(Dataset excerpts on object pointing)
———
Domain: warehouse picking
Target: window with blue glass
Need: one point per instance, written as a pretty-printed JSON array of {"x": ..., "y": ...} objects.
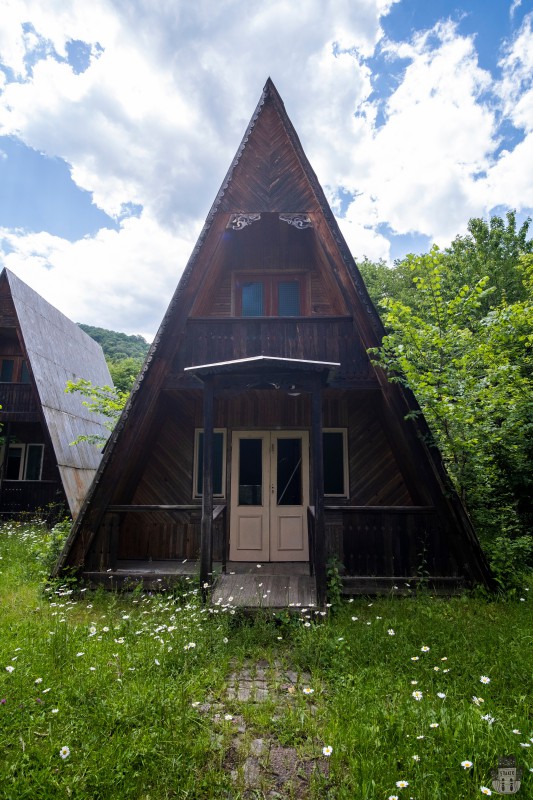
[{"x": 276, "y": 295}]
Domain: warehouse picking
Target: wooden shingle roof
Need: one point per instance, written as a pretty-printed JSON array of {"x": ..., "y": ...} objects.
[{"x": 58, "y": 351}]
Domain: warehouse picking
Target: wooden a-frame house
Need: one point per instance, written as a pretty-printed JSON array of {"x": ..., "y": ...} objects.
[
  {"x": 259, "y": 432},
  {"x": 40, "y": 350}
]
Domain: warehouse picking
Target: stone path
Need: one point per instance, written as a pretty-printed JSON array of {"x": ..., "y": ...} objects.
[{"x": 260, "y": 765}]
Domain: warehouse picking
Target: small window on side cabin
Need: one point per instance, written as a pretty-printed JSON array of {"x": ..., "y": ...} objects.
[
  {"x": 336, "y": 483},
  {"x": 219, "y": 463},
  {"x": 24, "y": 373}
]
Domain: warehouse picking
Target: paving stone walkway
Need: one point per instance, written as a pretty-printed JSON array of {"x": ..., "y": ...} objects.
[{"x": 260, "y": 765}]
———
WORK TO DO = Copy the material shown above in full and exactly. Skip the pictures.

SOLUTION TO THIS PROBLEM =
Domain: warehouse picking
Target: window with blue glass
Need: one point per instance, written as a pretty-printed JSON array of {"x": ..., "y": ...} objects.
[{"x": 276, "y": 295}]
Domain: warehouse picking
Target: wooden shingle roof
Need: one point per instance, written as a pretty-printed JSON array of {"x": ..., "y": ...} objects.
[{"x": 58, "y": 351}]
Domain: warehouse picking
Target: wooden a-frame house
Need: one point per instance, written as a pretty-printed JSON array of {"x": ..., "y": ...} objects.
[
  {"x": 259, "y": 432},
  {"x": 40, "y": 350}
]
Domain: warehouse picking
Target: stone path
Need: one point per instance, written as a pretty-printed JSON array of {"x": ..., "y": ...} objects.
[{"x": 260, "y": 765}]
Domain: warehouse picking
Target: small window on side cabin
Need: one point per instance, written as a pretty-printed JSON array of {"x": ..., "y": ...} objects.
[
  {"x": 336, "y": 483},
  {"x": 219, "y": 463},
  {"x": 24, "y": 373}
]
Domain: warehouse picking
Target: paving stone walkway
Need: one point per instance, written as a pretty-printed JSON array of {"x": ..., "y": ...} objects.
[{"x": 260, "y": 765}]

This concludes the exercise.